- _Data for this task_
------

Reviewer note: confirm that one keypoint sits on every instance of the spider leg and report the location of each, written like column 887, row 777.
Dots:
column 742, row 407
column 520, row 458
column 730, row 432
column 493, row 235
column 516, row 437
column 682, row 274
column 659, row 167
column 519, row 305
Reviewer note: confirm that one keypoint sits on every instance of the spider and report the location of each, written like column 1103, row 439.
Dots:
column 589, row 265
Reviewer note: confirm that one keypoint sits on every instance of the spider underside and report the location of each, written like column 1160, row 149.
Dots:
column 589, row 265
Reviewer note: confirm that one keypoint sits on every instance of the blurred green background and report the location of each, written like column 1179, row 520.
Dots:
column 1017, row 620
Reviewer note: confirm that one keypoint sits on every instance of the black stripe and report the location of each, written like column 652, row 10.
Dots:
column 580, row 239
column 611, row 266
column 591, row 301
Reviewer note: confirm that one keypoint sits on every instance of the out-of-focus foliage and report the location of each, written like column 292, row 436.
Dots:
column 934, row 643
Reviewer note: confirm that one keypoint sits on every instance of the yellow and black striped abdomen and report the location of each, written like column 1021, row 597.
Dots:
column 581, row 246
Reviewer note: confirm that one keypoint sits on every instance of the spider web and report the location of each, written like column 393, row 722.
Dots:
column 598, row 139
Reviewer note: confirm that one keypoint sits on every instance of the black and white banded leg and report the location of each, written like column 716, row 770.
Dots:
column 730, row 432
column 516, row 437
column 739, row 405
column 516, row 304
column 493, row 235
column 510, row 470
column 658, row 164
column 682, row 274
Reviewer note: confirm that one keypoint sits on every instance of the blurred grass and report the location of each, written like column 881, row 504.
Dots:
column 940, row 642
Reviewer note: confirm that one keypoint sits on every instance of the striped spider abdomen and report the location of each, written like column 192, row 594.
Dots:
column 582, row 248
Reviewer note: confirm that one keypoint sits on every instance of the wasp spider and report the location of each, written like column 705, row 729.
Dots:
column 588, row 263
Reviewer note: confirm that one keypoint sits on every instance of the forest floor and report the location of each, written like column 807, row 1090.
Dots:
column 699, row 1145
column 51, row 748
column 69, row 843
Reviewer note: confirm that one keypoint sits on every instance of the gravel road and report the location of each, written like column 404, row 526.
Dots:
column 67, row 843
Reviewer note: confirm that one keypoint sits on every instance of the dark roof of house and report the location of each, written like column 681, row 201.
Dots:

------

- _What to do_
Return the entries word for word. Begin at the line that contains "192, row 594." and stop after the last line of the entries.

- _Completed exercise_
Reviewer note: confirm that one keypoint sits on every instance of the striped spider abdomen and report the location of each, written like column 192, row 594.
Dots:
column 582, row 248
Reviewer note: confirm that one keypoint sits on every instance of the wasp spider and report the location of each, written like column 705, row 729.
Dots:
column 588, row 263
Reviewer note: confirm that one keypoint sits on every instance of the forest floor and report the location of each, written like column 807, row 1090.
Dots:
column 699, row 1145
column 51, row 748
column 69, row 843
Reviewer note: confirm that one keypoint sits on every instance of the gravel road and report the location of each, written like column 404, row 526.
Dots:
column 67, row 843
Reviewer note: confirm that one keypoint sits on every instance of the dark roof of house and report the location of each, written like column 681, row 201.
Dots:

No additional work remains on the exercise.